### Try it
Read the records that follow and state how many lines hold "Input", adding nothing else.

+++ Material provided +++

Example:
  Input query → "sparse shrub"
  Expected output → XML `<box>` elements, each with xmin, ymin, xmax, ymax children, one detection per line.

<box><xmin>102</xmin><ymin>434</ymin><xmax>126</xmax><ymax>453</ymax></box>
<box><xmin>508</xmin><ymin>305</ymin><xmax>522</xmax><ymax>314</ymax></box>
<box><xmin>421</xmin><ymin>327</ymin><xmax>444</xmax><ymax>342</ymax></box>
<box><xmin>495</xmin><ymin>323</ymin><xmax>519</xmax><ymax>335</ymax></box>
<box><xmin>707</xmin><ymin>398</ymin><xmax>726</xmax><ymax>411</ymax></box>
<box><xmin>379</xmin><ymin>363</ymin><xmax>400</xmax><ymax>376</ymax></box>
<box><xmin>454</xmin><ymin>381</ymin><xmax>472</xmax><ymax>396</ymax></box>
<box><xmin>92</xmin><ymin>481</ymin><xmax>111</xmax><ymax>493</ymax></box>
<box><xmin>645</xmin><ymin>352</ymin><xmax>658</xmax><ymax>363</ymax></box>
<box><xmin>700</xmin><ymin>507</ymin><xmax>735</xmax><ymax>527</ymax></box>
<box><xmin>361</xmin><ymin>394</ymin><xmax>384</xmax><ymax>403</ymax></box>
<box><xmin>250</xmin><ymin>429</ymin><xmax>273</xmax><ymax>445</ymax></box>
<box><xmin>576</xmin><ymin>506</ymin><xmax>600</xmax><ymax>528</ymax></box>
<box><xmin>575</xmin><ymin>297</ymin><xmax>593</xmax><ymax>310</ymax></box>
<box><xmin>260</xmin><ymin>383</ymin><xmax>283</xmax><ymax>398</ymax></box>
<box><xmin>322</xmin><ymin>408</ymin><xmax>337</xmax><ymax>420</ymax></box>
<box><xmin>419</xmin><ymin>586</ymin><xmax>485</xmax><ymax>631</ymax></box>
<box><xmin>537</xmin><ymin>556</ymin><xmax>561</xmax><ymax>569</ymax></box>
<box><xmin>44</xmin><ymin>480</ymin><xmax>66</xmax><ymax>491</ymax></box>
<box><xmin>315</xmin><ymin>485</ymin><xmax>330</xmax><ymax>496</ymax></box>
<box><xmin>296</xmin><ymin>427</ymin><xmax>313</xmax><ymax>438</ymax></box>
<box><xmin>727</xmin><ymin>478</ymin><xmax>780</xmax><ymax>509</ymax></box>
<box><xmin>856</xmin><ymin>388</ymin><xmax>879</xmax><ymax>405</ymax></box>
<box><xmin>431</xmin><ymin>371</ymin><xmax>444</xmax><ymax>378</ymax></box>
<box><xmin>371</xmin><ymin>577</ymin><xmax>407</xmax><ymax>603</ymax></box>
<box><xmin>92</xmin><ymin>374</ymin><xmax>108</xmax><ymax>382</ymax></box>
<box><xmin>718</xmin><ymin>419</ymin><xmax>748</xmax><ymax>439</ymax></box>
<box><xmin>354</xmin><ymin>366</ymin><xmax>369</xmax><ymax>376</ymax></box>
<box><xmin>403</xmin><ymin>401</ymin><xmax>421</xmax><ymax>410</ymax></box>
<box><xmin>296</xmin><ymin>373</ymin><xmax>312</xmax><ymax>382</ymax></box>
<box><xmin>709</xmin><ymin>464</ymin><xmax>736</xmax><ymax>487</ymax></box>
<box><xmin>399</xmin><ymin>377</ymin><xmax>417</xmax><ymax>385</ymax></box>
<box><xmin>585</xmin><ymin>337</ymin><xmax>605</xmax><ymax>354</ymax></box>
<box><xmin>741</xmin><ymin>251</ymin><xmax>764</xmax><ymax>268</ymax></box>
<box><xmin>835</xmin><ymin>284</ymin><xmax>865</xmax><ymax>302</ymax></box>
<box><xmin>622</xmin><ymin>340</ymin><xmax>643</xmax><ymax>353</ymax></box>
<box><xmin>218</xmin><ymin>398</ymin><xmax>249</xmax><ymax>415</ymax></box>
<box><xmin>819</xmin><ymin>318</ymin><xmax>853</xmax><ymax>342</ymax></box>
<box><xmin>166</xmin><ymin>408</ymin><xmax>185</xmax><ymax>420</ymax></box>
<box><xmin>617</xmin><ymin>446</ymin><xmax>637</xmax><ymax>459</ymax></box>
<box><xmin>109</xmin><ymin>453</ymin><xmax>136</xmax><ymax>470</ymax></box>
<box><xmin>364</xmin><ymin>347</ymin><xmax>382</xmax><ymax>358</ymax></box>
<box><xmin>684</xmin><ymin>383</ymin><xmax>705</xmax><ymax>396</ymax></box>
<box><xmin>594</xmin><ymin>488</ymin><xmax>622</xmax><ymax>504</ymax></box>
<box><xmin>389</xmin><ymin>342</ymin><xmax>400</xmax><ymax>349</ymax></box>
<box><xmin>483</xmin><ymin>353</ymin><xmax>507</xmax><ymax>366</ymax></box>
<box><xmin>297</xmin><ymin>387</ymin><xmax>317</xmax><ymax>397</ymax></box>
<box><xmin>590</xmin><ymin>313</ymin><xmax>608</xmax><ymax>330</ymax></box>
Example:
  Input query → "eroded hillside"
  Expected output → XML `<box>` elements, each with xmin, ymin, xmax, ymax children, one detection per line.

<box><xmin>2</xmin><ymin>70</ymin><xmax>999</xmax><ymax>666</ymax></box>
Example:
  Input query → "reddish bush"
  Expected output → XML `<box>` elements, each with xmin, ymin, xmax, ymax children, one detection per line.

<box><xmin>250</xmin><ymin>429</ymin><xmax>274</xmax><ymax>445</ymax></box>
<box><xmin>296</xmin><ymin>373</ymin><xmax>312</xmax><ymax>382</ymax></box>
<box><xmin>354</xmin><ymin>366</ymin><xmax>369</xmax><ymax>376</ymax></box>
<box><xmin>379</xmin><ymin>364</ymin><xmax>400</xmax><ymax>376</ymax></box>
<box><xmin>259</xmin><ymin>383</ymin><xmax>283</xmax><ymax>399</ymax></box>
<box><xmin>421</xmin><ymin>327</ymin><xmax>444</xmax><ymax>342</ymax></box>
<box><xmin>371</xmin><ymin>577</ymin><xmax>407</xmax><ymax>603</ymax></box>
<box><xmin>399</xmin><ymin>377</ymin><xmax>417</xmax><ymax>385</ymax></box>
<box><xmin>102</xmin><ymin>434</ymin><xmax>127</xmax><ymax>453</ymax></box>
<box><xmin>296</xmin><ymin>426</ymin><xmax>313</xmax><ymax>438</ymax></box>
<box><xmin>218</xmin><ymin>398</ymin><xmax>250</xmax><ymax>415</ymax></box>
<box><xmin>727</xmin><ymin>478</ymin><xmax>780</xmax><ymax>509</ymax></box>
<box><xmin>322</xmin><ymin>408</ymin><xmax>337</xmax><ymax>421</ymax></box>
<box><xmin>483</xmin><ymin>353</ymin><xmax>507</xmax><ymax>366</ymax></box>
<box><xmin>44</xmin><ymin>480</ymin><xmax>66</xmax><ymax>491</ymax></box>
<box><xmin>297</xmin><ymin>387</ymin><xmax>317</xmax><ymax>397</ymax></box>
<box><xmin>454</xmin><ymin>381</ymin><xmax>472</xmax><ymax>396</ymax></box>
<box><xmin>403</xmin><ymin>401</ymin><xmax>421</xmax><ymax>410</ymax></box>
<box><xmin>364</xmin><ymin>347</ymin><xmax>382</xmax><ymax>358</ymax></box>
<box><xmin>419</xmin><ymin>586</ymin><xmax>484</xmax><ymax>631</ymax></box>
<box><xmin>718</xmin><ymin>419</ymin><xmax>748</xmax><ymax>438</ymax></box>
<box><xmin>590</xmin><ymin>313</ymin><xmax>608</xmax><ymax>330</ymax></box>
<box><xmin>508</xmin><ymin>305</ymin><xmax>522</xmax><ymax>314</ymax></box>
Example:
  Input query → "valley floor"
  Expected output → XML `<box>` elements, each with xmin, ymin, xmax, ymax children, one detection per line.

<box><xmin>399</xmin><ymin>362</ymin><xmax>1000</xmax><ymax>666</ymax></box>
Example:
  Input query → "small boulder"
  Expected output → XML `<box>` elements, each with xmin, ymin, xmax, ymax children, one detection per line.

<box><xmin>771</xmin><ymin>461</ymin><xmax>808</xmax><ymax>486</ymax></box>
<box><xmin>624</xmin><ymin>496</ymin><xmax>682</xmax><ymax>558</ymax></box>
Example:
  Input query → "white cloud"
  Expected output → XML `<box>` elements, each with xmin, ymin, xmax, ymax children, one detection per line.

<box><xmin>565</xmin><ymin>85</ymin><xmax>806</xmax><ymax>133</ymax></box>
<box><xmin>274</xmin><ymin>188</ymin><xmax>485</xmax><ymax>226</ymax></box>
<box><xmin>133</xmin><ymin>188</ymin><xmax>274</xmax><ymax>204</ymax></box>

+++

### Response
6